Work item >>
Copy all lines holding the word "shoulder" from the entries.

Given records >>
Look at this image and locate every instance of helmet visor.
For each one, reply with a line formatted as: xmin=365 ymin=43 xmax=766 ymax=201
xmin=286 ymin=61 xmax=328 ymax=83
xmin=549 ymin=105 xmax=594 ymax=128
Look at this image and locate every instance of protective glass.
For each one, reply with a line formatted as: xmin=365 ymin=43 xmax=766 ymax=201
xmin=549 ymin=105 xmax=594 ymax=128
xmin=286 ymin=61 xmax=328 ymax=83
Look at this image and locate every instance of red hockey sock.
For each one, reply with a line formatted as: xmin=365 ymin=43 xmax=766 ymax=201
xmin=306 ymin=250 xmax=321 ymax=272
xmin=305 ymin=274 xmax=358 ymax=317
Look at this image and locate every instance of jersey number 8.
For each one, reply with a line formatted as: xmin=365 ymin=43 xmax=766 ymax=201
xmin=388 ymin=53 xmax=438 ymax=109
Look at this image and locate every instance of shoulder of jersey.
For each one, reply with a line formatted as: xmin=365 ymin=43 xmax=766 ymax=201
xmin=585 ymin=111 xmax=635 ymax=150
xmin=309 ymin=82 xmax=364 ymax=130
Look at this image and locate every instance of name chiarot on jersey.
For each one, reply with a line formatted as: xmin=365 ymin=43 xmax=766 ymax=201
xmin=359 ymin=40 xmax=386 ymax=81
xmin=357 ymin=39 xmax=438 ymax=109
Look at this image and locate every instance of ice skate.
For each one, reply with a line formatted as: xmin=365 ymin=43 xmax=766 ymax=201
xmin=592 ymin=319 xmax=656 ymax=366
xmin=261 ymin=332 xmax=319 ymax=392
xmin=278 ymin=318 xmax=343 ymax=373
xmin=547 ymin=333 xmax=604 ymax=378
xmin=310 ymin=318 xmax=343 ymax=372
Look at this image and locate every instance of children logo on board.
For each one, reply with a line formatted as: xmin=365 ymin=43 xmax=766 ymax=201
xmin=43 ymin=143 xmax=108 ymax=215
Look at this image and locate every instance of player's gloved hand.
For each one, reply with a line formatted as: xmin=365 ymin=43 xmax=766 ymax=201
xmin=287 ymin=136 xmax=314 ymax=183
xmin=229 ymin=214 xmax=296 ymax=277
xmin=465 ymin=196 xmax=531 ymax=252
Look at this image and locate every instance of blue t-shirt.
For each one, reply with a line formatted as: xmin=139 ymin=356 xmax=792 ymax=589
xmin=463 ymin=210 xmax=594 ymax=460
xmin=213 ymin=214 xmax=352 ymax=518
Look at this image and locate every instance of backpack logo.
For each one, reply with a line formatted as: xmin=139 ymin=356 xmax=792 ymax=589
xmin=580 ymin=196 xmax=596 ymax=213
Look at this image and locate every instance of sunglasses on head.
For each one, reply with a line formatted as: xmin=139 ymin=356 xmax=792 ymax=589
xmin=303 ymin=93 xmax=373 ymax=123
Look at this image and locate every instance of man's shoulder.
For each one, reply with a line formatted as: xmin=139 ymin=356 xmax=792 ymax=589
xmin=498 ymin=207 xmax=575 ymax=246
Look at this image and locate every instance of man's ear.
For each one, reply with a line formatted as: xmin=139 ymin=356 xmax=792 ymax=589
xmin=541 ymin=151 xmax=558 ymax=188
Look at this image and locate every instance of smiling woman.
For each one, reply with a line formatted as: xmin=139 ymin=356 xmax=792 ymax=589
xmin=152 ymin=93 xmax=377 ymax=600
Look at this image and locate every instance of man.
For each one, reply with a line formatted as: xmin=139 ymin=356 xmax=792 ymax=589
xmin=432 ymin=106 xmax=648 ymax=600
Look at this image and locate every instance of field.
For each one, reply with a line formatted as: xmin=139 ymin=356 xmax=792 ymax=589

Answer box >>
Look at this image and locate every instance of shoulder of jersey.
Look at this image and locate every instance of man's shoulder.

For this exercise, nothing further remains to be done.